• Information shown
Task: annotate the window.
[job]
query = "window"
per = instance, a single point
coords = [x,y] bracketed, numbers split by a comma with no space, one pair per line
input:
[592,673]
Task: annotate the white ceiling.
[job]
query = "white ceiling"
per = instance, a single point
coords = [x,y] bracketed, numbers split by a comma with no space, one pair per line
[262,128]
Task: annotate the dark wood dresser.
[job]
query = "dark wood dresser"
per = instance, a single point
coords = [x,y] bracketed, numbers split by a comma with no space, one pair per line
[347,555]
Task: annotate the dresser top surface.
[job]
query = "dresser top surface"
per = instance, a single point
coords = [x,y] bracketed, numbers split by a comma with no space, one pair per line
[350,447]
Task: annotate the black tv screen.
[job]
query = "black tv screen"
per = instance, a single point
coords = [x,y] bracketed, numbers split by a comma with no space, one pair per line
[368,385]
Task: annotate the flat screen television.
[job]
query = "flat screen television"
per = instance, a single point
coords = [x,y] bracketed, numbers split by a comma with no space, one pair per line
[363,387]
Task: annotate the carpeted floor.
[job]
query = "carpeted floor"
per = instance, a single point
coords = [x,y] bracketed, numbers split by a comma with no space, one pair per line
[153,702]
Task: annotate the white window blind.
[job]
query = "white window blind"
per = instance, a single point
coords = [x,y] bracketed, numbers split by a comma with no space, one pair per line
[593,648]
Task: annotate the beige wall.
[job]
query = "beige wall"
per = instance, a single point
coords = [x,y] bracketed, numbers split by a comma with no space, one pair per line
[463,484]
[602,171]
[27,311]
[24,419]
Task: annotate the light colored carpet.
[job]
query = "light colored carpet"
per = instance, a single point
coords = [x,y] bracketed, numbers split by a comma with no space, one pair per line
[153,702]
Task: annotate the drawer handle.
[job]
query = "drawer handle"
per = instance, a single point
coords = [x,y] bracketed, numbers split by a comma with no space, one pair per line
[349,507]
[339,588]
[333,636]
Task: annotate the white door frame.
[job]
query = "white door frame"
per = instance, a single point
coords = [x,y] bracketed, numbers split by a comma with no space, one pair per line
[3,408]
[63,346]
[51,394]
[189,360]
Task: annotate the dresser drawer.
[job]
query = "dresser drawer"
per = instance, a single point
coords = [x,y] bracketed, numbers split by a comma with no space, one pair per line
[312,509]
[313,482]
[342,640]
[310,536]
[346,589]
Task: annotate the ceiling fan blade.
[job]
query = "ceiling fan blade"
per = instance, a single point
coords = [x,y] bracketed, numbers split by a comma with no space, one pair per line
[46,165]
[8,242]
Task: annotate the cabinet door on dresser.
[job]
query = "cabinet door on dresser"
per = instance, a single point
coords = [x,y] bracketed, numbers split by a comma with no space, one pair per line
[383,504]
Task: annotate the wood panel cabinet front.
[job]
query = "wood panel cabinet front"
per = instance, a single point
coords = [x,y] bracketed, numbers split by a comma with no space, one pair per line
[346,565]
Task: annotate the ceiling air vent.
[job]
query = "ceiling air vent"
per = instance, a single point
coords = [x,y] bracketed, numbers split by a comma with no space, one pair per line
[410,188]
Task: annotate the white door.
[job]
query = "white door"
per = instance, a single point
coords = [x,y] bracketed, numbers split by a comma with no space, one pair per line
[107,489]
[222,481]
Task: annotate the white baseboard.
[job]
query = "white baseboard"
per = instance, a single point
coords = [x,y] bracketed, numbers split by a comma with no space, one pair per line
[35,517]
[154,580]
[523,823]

• Problem description
Retype all of the material above, line for line, without changing anything.

• Complete response
Task: annotate the window.
[job]
query = "window"
per = instance, a single point
coords = [x,y] bracketed, numbers split by a comma with no space, one pair per line
input:
[592,673]
Task: annotate the white ceiling.
[job]
query = "white ceiling"
per = instance, a single point
coords = [x,y] bracketed, numbers split by a comma with no space, one pair per line
[262,128]
Task: annotate the dark wood dresser.
[job]
query = "dark wood dresser"
per = instance, a single point
coords = [x,y] bracketed, numbers split by a comma with no space, one pair per line
[347,555]
Task: annotate the dresser top surface.
[job]
query = "dresser top surface"
per = instance, a single point
coords = [x,y] bracketed, numbers split by a comma with no space, one pair per line
[350,447]
Task: annotate the black tv screen.
[job]
query = "black tv screen"
per = instance, a single point
coords = [x,y] bracketed, numbers split by a comma with no space, one pair per line
[368,385]
Task: annotate the flat screen television.
[job]
query = "flat screen television"
per = instance, a single point
coords = [x,y] bracketed, numbers split by a comma with no space, one pair per line
[363,387]
Task: annotate the carpeted floor.
[job]
query = "carpeted floor"
per = instance, a single point
coords = [x,y] bracketed, numbers split by a comma with no space, one pair per line
[153,702]
Task: annotate the white window blind.
[job]
query = "white window blind"
per = instance, a single point
coords = [x,y] bracketed, numbers split by a comma with no space, one pair per line
[593,648]
Task: annotate the beige wall.
[job]
query = "beige wall"
per = instance, a single point
coords = [x,y] bracketed, numbers split by a comma with no space, one pair per line
[463,484]
[602,171]
[27,311]
[24,419]
Task: annotate the light colored carpet.
[job]
query = "light colored carpet"
per = instance, a single point
coords = [x,y] bracketed, numbers split by a comma with no space, one pair per line
[153,702]
Task: annotate the drawer handle.
[job]
query = "drawer handle"
per = instance, a single point
coords = [x,y] bracketed, numbers split by a comma with no space, one pair per line
[349,507]
[339,588]
[333,636]
Task: annotate the white door frame.
[job]
query = "white door frame"
per = instance, a single point
coords = [x,y] bracketed, numbers split by a comma with no space, one pair per line
[3,408]
[63,346]
[51,394]
[189,360]
Task: annotate the dresser drawer.
[job]
query = "dresser drawer"
per = instance, a single point
coords = [x,y] bracketed, numbers split by a comma with no space, one pair per line
[312,509]
[313,482]
[342,640]
[310,536]
[346,589]
Task: annotate the ceiling fan blade.
[job]
query = "ceiling fan blade"
per = instance, a single point
coords = [x,y] bracketed, numbers split by a comma with no space, one pair per line
[46,165]
[8,242]
Task: annotate the cabinet door on dresser.
[job]
query = "cabinet door on dresser"
per = instance, a single point
coords = [x,y] bracketed, numbers split by a comma with no space, one pair per line
[383,504]
Task: annotate the wood panel cabinet front.
[job]
query = "wood panel cabinet front"
per = instance, a single point
coords = [x,y] bracketed, numbers split by a comma with no space, one pair per line
[346,565]
Task: annotate the ceiling air vent.
[job]
query = "ceiling air vent"
per = instance, a single point
coords = [x,y] bracketed, numbers split by a comma with no space, one pair per line
[410,188]
Task: annotate the white door.
[job]
query = "white door"
per = instance, a single point
coords = [x,y] bracketed, numbers split by a comma with no space, one pair per line
[107,489]
[222,481]
Task: annotate the white baseboard.
[job]
query = "white baseboard"
per = instance, a single point
coords = [x,y] bracketed, numbers split by a comma with no space, one pair per line
[35,517]
[154,580]
[523,823]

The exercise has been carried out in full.